▶ Objective: Please read the Volkswagen CC excerpt below and state how much horsepower the turbocharged 2.0-liter four-cylinder makes in the CC.

▶ Document excerpt:
□ □ □ □ □

Now in its seventh model year, the CC shares underpinnings with the 2009 Passat sedan, which has since been replaced with a newer, larger model. VW's four-door coupe, in fact, was initially known as the Passat CC--although the two never shared any body panels. The CC's swept-back front end, sculpted body, and smoothly flowing roofline continues to set it apart from the current, more square-cut Passat. It stands apart as even more distinctive against that car, giving buyers of mid-size VW sedans two polar opposites from which to choose.
MORE: Read our 2016 Volkswagen CC review
As is the case with most of the so-called four-door-coupe set, the CC's pretty roofline has an associated cost. Rear-seat headroom suffers, which can cause problems for tall adults on long trips—it's okay for short jaunts or short people, who are the most likely rear-seat inhabitants anyway. The swoopy CC also has a low driving position, which can be off-putting to some, especially vertically challenged drivers. Even with those trade-offs, the CC makes up somewhat with its rich materials, the cabin feeling a good step up in quality compared to the larger Passat sedan.
Power for most versions of the CC comes from an engine that should be familiar to anyone fond of recent VW or Audi vehicles. The turbocharged 2.0-liter four-cylinder known as the 2.0T makes 200 hp here. Rare among mid-size sedans, the CC offers a six-speed manual transmission as standard equipment, while a six-speed automatic is an option. Through 2009, the CC used a conventional six-speed automatic, although from 2010 the autobox option has been the sportier Direct Shift Gearbox (DSG) automated dual-clutch. Fuel economy is good for a sedan this size, at 21 mpg in the city and 32 in the highway cycle.
Also available is a 280-hp VR6, a V-6 engine designed with a very narrow angle between its cylinder banks for compact size. It comes only with the DSG. In reality, though, the VR6 doesn't feel notably faster or more powerful than the turbo four. If you want VW's 4Motion all-wheel drive, however, you'll have to opt for the VR6--and it'll cost you substantially more up front and at the gas pump.
Overall, the CC is a capable, nice-handling sedan, with great ride quality—firm yet compliant. To some, the steering is a bit light on feel, but overall, the CC typifies Volkswagen's firm, "German engineered" handling and rides and drives well.
The first big upgrade after the 2007 launch came in 2010, when the six-speed automatic was replaced across the board by VW's DSG automated manual. Bluetooth and an enhanced audio interface were made standard that year as well.

□ □ □ □ □

▶ Extracted records:
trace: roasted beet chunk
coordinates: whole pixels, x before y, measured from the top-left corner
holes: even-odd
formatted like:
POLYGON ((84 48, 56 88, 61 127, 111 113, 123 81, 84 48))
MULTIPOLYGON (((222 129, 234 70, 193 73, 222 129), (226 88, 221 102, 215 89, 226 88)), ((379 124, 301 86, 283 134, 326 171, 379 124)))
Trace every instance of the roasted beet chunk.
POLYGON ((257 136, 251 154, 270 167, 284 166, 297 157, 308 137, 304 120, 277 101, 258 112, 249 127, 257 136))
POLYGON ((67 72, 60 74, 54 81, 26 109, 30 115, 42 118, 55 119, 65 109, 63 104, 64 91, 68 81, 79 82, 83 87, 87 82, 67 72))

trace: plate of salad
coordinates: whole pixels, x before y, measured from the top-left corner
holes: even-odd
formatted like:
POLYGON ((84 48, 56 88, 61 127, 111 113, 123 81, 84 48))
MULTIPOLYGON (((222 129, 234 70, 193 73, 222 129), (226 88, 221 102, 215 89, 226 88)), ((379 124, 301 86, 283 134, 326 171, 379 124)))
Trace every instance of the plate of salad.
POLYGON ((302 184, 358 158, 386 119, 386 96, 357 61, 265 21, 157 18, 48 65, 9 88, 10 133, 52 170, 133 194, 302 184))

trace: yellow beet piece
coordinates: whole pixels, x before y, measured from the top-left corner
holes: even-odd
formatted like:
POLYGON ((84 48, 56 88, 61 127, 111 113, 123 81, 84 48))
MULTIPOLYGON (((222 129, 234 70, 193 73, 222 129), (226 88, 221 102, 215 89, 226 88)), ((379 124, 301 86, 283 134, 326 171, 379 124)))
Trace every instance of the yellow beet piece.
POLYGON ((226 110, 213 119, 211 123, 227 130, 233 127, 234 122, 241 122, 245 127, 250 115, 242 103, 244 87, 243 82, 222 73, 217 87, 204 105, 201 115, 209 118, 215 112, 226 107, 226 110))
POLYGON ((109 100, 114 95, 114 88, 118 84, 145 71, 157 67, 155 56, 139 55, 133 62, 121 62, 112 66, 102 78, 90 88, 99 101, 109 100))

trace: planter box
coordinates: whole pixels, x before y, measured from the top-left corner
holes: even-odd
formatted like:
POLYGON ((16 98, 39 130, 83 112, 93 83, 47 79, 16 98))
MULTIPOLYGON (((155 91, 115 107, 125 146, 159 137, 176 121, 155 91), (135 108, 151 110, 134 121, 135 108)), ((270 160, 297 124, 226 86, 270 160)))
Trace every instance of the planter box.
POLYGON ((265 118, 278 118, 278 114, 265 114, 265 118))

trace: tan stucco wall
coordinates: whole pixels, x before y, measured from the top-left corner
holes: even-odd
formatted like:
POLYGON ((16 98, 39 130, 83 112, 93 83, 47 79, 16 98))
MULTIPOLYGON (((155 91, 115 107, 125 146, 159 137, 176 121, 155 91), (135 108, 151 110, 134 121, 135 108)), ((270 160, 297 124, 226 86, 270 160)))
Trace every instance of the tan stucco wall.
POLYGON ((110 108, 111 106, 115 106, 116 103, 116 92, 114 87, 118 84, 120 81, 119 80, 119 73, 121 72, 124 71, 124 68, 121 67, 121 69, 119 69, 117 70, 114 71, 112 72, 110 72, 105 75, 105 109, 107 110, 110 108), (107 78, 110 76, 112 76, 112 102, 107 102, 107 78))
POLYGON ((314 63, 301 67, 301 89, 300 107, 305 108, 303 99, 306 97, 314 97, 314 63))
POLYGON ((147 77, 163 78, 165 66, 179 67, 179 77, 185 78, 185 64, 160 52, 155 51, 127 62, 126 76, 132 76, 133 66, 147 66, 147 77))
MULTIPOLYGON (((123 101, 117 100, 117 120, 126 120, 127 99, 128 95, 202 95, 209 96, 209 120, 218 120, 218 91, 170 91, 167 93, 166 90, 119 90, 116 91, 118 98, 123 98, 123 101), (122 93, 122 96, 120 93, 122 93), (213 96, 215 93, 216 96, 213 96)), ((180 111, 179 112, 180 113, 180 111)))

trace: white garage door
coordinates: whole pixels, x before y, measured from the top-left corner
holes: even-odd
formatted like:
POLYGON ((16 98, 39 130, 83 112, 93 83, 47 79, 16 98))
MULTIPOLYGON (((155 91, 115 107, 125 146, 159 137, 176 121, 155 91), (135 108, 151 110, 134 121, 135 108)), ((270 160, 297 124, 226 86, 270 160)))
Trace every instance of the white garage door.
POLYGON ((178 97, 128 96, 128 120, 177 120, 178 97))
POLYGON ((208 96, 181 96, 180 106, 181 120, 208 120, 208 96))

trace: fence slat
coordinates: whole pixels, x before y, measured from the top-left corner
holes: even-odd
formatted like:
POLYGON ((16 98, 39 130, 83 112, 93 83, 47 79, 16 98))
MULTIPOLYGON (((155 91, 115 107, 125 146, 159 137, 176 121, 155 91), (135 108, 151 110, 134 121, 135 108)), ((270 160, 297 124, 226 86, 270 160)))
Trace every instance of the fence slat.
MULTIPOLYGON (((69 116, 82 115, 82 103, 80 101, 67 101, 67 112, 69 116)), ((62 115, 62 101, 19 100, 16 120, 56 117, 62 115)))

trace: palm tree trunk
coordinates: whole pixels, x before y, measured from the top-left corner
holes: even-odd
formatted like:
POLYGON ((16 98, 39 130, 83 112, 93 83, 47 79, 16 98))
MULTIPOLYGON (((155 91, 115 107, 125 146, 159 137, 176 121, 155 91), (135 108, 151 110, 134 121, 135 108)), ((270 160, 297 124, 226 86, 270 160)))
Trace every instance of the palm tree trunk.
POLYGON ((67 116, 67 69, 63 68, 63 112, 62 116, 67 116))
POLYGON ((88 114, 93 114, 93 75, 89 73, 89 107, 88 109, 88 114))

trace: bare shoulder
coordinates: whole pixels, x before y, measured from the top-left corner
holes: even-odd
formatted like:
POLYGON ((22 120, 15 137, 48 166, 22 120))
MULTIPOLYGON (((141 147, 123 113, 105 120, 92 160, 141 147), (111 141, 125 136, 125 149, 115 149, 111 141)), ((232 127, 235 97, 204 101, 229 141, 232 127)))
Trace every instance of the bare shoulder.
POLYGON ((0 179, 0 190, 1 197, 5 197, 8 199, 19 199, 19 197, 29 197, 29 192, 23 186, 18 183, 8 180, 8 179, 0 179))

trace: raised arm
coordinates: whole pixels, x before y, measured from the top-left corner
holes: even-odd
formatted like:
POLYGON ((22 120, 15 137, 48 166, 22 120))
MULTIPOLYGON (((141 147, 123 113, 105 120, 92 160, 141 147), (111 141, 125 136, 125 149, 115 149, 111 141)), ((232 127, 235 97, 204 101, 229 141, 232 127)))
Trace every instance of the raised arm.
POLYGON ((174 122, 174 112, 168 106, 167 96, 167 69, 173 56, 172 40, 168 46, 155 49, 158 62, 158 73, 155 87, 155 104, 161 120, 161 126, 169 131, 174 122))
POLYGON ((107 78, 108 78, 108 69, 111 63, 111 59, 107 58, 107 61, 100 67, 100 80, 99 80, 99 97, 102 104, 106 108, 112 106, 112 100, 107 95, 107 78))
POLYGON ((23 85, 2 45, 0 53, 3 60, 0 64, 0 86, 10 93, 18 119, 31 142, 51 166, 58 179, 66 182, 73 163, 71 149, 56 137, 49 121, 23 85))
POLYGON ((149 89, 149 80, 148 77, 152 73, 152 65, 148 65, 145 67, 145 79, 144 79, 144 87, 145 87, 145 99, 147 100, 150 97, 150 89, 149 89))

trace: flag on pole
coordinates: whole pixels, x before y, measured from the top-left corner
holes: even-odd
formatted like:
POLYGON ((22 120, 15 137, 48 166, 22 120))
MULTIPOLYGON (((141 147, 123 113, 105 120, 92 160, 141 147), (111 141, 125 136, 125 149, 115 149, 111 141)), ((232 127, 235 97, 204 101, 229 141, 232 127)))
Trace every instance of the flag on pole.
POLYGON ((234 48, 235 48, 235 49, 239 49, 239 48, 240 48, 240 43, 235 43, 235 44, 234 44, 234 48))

□ □ □ □ □

▶ Solution below: 200 hp.